§ **PASSAGE**:
%%
The Regs & Eggs blog post from a few weeks ago focused on ACEP’s regulatory advocacy strategy for the implementation of the No Surprises Act—a law enacted at the end of last year which addresses surprise medical billing (SMB). In the post, I stated how ACEP had teamed up with the Emergency Department Practice Management Association (EDPMA) to form a joint task force that represented the whole house of emergency medicine (EM). I also promised to give you an update on the EM SMB Implementation Task Force’s work—and I try never to break a promise!
So, here’s the update! Members of the Task Force worked extremely hard and came up with key insights on a host of complex policy issues. Based on this feedback, ACEP and EDPMA crafted a letter that includes our major initial recommendations—and, last week, we sent the letter to federal agencies that are implementing the law. The letter focuses on those issues that are expected to be included in the first round of regulations and also provides a comprehensive view of all points that have unique and significant implications for emergency care. It is broken out into six sections, and while I won’t go into detail on all the issues laid in the 19-page letter, here are some highlights:
1. Overview and Perspective: Unique aspects of emergency care
- Existing Laws on Emergency Care Should Remain in Effect Unchanged: The process of providing emergency care includes requirements that are substantially different than other health care Federal laws and provisions such as the Emergency Medical Treatment and Labor Act (EMTALA), the Prudent Layperson Standard, and others should remain in full force and effect.
%%
§ **INFORMATION PROVIDED**:
%%
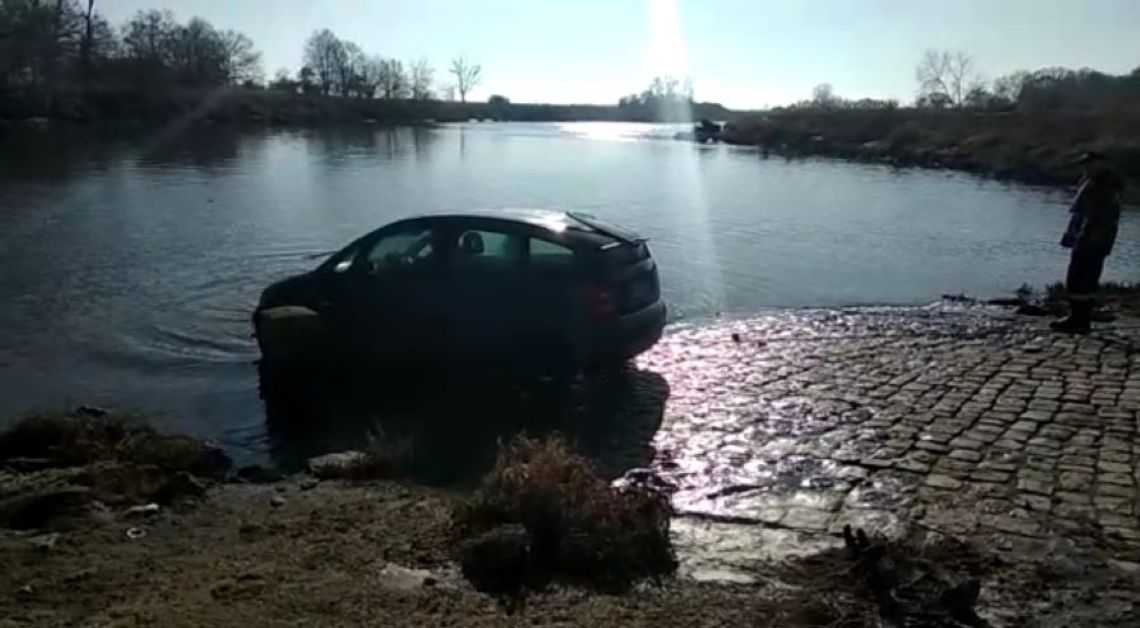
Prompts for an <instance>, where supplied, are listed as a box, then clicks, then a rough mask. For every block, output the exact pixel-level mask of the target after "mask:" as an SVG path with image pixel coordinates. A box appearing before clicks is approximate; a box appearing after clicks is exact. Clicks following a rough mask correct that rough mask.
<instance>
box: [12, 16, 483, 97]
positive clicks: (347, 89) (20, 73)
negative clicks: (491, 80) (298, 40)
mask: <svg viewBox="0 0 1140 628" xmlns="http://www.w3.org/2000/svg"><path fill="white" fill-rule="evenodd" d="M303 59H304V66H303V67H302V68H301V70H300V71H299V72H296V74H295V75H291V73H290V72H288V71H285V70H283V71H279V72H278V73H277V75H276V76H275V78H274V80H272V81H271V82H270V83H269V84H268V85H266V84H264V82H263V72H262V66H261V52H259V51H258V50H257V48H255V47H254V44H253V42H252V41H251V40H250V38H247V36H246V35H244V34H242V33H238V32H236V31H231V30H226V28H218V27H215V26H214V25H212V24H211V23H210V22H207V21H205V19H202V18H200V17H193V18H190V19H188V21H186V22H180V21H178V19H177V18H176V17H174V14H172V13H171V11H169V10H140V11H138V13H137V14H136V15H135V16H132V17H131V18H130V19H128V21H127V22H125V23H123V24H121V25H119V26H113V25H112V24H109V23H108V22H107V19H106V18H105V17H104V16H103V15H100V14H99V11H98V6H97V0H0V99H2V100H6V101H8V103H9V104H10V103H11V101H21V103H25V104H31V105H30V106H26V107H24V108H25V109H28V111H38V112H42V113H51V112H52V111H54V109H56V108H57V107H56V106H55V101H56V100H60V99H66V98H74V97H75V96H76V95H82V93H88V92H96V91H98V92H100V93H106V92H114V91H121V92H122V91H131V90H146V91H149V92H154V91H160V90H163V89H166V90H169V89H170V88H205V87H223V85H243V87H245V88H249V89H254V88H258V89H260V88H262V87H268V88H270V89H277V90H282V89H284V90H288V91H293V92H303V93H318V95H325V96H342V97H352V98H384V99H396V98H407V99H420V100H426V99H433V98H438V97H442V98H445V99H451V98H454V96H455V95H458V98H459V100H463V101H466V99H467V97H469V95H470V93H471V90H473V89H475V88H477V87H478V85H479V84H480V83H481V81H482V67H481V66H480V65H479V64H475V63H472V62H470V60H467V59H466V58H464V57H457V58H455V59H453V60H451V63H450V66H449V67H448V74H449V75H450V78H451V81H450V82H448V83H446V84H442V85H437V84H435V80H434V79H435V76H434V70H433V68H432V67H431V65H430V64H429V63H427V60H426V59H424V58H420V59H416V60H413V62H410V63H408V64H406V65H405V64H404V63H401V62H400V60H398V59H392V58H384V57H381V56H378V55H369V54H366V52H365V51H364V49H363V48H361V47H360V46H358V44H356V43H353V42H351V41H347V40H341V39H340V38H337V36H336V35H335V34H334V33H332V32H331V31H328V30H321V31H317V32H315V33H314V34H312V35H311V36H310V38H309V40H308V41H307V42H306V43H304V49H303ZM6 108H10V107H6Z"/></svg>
%%
§ **EXERCISE PROMPT**: Repeat the blog post verbatim from "The Regs & Eggs" to "break a promise!".

§ **TASK RESPONSE**:
The Regs & Eggs blog post from a few weeks ago focused on ACEP’s regulatory advocacy strategy for the implementation of the No Surprises Act—a law enacted at the end of last year which addresses surprise medical billing (SMB). In the post, I stated how ACEP had teamed up with the Emergency Department Practice Management Association (EDPMA) to form a joint task force that represented the whole house of emergency medicine (EM). I also promised to give you an update on the EM SMB Implementation Task Force’s work—and I try never to break a promise!